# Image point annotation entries

----------------------------------------

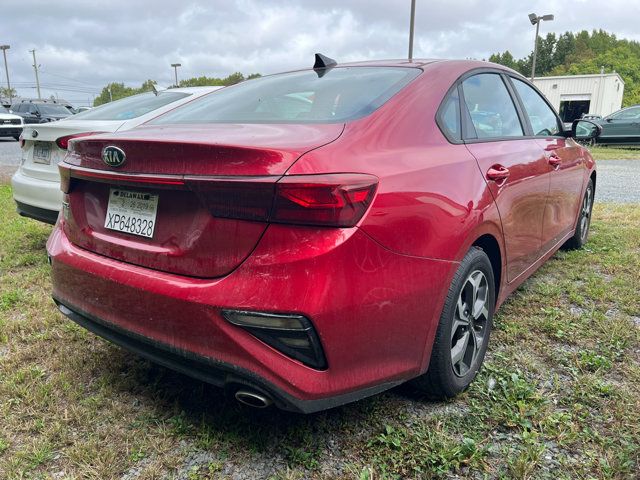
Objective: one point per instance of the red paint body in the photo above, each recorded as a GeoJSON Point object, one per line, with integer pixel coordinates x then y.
{"type": "Point", "coordinates": [374, 292]}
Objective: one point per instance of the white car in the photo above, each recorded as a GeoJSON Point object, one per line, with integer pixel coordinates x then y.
{"type": "Point", "coordinates": [10, 125]}
{"type": "Point", "coordinates": [36, 184]}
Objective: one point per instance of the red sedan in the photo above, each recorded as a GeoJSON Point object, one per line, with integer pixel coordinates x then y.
{"type": "Point", "coordinates": [314, 237]}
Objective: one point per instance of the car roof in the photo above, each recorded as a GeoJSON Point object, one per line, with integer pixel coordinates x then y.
{"type": "Point", "coordinates": [423, 63]}
{"type": "Point", "coordinates": [193, 89]}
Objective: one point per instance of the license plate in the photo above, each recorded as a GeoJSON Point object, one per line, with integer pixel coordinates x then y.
{"type": "Point", "coordinates": [42, 153]}
{"type": "Point", "coordinates": [131, 212]}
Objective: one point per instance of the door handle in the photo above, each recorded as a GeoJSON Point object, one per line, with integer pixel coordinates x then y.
{"type": "Point", "coordinates": [498, 174]}
{"type": "Point", "coordinates": [554, 160]}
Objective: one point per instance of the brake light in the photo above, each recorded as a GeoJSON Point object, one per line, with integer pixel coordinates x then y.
{"type": "Point", "coordinates": [338, 200]}
{"type": "Point", "coordinates": [63, 142]}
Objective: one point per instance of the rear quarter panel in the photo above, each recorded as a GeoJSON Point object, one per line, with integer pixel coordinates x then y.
{"type": "Point", "coordinates": [432, 200]}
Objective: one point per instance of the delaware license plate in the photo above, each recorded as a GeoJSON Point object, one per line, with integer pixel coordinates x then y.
{"type": "Point", "coordinates": [42, 153]}
{"type": "Point", "coordinates": [131, 212]}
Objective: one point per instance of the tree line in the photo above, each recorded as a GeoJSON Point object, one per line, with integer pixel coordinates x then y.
{"type": "Point", "coordinates": [115, 90]}
{"type": "Point", "coordinates": [583, 53]}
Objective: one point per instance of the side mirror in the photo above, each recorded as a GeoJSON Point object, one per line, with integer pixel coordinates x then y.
{"type": "Point", "coordinates": [585, 130]}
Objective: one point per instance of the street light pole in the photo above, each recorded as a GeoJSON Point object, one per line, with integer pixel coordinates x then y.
{"type": "Point", "coordinates": [411, 28]}
{"type": "Point", "coordinates": [4, 49]}
{"type": "Point", "coordinates": [535, 20]}
{"type": "Point", "coordinates": [175, 70]}
{"type": "Point", "coordinates": [35, 67]}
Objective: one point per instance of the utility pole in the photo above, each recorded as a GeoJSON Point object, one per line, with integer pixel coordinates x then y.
{"type": "Point", "coordinates": [35, 67]}
{"type": "Point", "coordinates": [175, 70]}
{"type": "Point", "coordinates": [4, 49]}
{"type": "Point", "coordinates": [411, 23]}
{"type": "Point", "coordinates": [535, 20]}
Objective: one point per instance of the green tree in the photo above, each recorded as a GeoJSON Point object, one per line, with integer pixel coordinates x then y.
{"type": "Point", "coordinates": [6, 93]}
{"type": "Point", "coordinates": [583, 53]}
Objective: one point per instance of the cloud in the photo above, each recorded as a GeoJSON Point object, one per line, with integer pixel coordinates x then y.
{"type": "Point", "coordinates": [82, 46]}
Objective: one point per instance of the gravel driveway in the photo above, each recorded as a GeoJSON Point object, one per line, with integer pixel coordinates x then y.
{"type": "Point", "coordinates": [618, 180]}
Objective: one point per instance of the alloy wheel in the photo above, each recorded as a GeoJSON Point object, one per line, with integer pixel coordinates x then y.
{"type": "Point", "coordinates": [469, 325]}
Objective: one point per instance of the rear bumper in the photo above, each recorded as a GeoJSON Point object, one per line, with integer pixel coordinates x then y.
{"type": "Point", "coordinates": [209, 370]}
{"type": "Point", "coordinates": [375, 312]}
{"type": "Point", "coordinates": [36, 195]}
{"type": "Point", "coordinates": [10, 131]}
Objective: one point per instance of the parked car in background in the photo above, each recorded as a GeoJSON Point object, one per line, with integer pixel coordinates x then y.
{"type": "Point", "coordinates": [10, 125]}
{"type": "Point", "coordinates": [315, 237]}
{"type": "Point", "coordinates": [621, 127]}
{"type": "Point", "coordinates": [36, 183]}
{"type": "Point", "coordinates": [40, 111]}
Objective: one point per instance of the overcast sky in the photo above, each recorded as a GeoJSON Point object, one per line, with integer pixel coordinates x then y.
{"type": "Point", "coordinates": [83, 45]}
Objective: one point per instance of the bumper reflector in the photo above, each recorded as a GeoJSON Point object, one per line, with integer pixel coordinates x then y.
{"type": "Point", "coordinates": [292, 334]}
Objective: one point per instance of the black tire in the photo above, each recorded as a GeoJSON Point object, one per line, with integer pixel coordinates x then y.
{"type": "Point", "coordinates": [584, 220]}
{"type": "Point", "coordinates": [445, 377]}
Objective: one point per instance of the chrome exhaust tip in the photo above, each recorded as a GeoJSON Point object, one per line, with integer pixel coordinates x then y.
{"type": "Point", "coordinates": [253, 399]}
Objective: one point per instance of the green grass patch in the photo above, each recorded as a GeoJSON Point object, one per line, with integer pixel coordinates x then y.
{"type": "Point", "coordinates": [615, 153]}
{"type": "Point", "coordinates": [557, 398]}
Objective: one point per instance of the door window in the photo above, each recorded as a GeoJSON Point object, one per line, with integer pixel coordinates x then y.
{"type": "Point", "coordinates": [542, 118]}
{"type": "Point", "coordinates": [490, 107]}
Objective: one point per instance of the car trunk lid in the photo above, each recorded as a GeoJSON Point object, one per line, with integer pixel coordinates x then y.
{"type": "Point", "coordinates": [181, 170]}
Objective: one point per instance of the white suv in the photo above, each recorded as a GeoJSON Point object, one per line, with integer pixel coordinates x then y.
{"type": "Point", "coordinates": [10, 125]}
{"type": "Point", "coordinates": [36, 184]}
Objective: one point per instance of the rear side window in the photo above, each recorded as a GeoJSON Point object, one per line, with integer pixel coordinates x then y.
{"type": "Point", "coordinates": [449, 116]}
{"type": "Point", "coordinates": [542, 118]}
{"type": "Point", "coordinates": [627, 114]}
{"type": "Point", "coordinates": [490, 107]}
{"type": "Point", "coordinates": [131, 107]}
{"type": "Point", "coordinates": [340, 94]}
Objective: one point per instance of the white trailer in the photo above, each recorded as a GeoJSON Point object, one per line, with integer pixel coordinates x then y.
{"type": "Point", "coordinates": [576, 95]}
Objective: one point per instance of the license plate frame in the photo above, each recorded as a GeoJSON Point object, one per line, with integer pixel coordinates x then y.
{"type": "Point", "coordinates": [42, 153]}
{"type": "Point", "coordinates": [132, 212]}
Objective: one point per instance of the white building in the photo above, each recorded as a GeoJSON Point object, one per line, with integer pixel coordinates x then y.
{"type": "Point", "coordinates": [575, 95]}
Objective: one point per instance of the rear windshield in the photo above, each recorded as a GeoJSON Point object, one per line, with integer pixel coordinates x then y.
{"type": "Point", "coordinates": [341, 94]}
{"type": "Point", "coordinates": [131, 107]}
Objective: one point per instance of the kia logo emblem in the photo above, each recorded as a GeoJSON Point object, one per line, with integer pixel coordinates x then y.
{"type": "Point", "coordinates": [113, 156]}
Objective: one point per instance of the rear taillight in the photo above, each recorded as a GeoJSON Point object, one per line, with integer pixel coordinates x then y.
{"type": "Point", "coordinates": [338, 200]}
{"type": "Point", "coordinates": [334, 200]}
{"type": "Point", "coordinates": [63, 142]}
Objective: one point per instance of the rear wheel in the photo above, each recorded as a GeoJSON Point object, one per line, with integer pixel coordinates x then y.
{"type": "Point", "coordinates": [584, 220]}
{"type": "Point", "coordinates": [464, 329]}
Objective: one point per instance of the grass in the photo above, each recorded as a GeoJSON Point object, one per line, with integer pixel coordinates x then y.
{"type": "Point", "coordinates": [558, 397]}
{"type": "Point", "coordinates": [615, 153]}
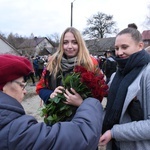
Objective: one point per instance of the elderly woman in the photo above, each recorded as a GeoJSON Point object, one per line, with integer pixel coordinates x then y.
{"type": "Point", "coordinates": [21, 131]}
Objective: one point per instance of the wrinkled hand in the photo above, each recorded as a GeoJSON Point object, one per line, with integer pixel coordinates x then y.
{"type": "Point", "coordinates": [73, 99]}
{"type": "Point", "coordinates": [59, 89]}
{"type": "Point", "coordinates": [105, 138]}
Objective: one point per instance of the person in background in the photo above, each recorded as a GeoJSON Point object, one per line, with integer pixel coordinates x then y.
{"type": "Point", "coordinates": [35, 66]}
{"type": "Point", "coordinates": [20, 131]}
{"type": "Point", "coordinates": [126, 122]}
{"type": "Point", "coordinates": [132, 25]}
{"type": "Point", "coordinates": [72, 51]}
{"type": "Point", "coordinates": [148, 49]}
{"type": "Point", "coordinates": [109, 65]}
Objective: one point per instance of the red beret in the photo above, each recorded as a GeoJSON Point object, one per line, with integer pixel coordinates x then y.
{"type": "Point", "coordinates": [13, 67]}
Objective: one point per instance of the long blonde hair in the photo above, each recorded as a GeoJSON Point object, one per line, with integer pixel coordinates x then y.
{"type": "Point", "coordinates": [83, 55]}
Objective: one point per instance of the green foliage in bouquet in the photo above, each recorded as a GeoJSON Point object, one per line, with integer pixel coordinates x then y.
{"type": "Point", "coordinates": [84, 83]}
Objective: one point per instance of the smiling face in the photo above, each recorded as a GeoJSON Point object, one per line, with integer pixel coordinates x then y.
{"type": "Point", "coordinates": [70, 45]}
{"type": "Point", "coordinates": [125, 46]}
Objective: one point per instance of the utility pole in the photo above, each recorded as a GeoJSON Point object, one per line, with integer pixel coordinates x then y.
{"type": "Point", "coordinates": [72, 13]}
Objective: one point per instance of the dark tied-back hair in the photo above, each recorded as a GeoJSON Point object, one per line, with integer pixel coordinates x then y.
{"type": "Point", "coordinates": [132, 25]}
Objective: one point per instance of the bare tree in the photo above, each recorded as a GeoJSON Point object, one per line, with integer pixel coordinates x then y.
{"type": "Point", "coordinates": [54, 38]}
{"type": "Point", "coordinates": [100, 26]}
{"type": "Point", "coordinates": [15, 40]}
{"type": "Point", "coordinates": [146, 23]}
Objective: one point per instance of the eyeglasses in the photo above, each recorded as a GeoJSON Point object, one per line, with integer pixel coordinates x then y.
{"type": "Point", "coordinates": [22, 85]}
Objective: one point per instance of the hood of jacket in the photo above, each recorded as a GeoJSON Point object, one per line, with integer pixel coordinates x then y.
{"type": "Point", "coordinates": [10, 109]}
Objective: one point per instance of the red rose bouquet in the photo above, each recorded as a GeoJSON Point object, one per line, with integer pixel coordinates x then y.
{"type": "Point", "coordinates": [85, 83]}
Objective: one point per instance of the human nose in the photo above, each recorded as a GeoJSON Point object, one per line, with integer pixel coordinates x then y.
{"type": "Point", "coordinates": [119, 52]}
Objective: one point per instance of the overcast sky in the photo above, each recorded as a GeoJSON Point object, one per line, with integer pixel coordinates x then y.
{"type": "Point", "coordinates": [46, 17]}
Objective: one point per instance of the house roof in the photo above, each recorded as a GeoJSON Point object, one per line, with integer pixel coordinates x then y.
{"type": "Point", "coordinates": [146, 35]}
{"type": "Point", "coordinates": [30, 43]}
{"type": "Point", "coordinates": [100, 45]}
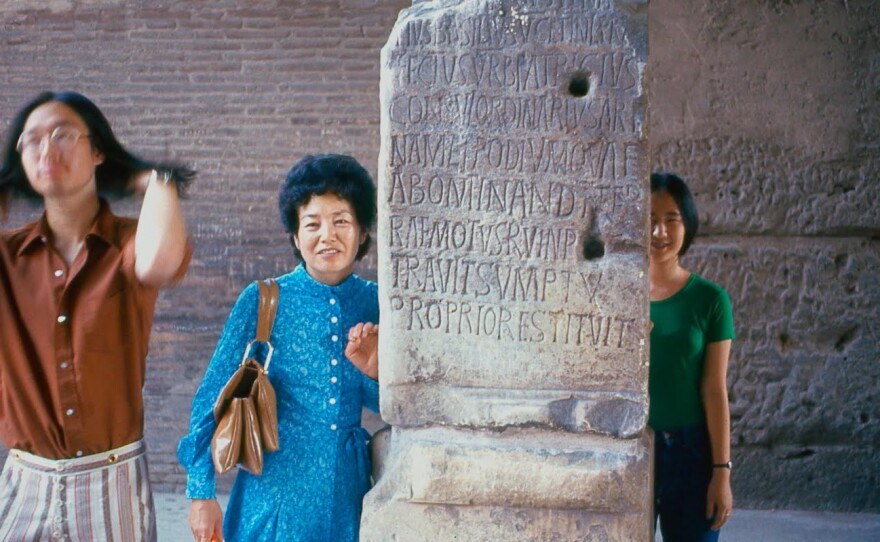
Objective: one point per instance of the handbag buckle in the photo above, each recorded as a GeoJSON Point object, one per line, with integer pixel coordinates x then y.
{"type": "Point", "coordinates": [247, 353]}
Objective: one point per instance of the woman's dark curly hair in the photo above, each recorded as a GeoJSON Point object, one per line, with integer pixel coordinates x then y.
{"type": "Point", "coordinates": [338, 174]}
{"type": "Point", "coordinates": [112, 175]}
{"type": "Point", "coordinates": [687, 206]}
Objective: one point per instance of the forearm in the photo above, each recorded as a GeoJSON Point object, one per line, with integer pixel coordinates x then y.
{"type": "Point", "coordinates": [160, 242]}
{"type": "Point", "coordinates": [717, 411]}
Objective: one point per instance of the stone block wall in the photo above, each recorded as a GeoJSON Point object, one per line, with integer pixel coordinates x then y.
{"type": "Point", "coordinates": [771, 113]}
{"type": "Point", "coordinates": [769, 108]}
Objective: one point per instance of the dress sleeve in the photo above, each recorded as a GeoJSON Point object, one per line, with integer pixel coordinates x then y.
{"type": "Point", "coordinates": [194, 450]}
{"type": "Point", "coordinates": [370, 391]}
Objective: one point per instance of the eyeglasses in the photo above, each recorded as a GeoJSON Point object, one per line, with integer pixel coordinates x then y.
{"type": "Point", "coordinates": [63, 137]}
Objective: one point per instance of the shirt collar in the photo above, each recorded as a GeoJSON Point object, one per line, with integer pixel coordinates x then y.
{"type": "Point", "coordinates": [102, 228]}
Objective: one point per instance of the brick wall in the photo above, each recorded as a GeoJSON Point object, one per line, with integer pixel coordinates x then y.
{"type": "Point", "coordinates": [239, 89]}
{"type": "Point", "coordinates": [770, 110]}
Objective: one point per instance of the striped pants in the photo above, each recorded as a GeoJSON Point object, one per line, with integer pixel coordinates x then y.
{"type": "Point", "coordinates": [102, 497]}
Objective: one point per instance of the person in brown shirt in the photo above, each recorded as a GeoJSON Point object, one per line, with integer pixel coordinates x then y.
{"type": "Point", "coordinates": [78, 289]}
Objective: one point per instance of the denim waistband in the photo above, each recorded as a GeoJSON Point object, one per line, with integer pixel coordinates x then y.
{"type": "Point", "coordinates": [692, 434]}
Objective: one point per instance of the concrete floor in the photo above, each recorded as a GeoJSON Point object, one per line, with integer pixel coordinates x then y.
{"type": "Point", "coordinates": [744, 526]}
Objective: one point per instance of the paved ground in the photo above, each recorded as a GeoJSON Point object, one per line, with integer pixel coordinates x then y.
{"type": "Point", "coordinates": [744, 526]}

----------------------------------------

# Description of the task
Everything from the line with "Objective: one point per instance of the dress" to the end of the listing above needs to be duplicated exactly, both end lines included, with nothing more.

# Correct response
Objective: one point per instance of the dress sleeve in the photo above, each recorded as a GeoJSON Point object, one per line, with integer pixel coordinates x then y.
{"type": "Point", "coordinates": [194, 450]}
{"type": "Point", "coordinates": [370, 391]}
Objective: one point per instance of the eyeglasses in the photo above, each recorded as a GeoJSON Point object, one per line, with integer pixel coordinates x then y.
{"type": "Point", "coordinates": [63, 137]}
Objective: one point per instance of the shirt collar in the photo above, each recorded as a GeoJSON Point object, one per line, with integer pixel coordinates x then y.
{"type": "Point", "coordinates": [102, 228]}
Objective: one point per instance of the brick wall in the photo above, each recorded as a GeoJSON Point object, one per line, with integer pixel coordinates x then y.
{"type": "Point", "coordinates": [239, 89]}
{"type": "Point", "coordinates": [770, 110]}
Objective: one point per instance of the striped pants in the photo above, each recorded as a GeoJSON Point object, one per line, with integer pixel coordinates x then y.
{"type": "Point", "coordinates": [102, 497]}
Objective: one point per instance of the person in brown shirt in the photo above, each recorded as a GeoJSON Point object, one per line, with integer pixel coordinates x then y.
{"type": "Point", "coordinates": [78, 289]}
Objective: one point per instance of the denim waistband in the photo above, each recorded as a GeoJSON Point object, one per line, with integer pixel coordinates x then y.
{"type": "Point", "coordinates": [692, 434]}
Objective: one point per instance of the concrete floor in the photo above, each recorded as a GeoJSON Point object, one per line, with integer pixel coordinates x then y.
{"type": "Point", "coordinates": [744, 526]}
Objective: one point per instance of the paved ground in the photo above, each recorded as a GeoJSON Point object, one per line, with integer pixel coordinates x then y.
{"type": "Point", "coordinates": [744, 526]}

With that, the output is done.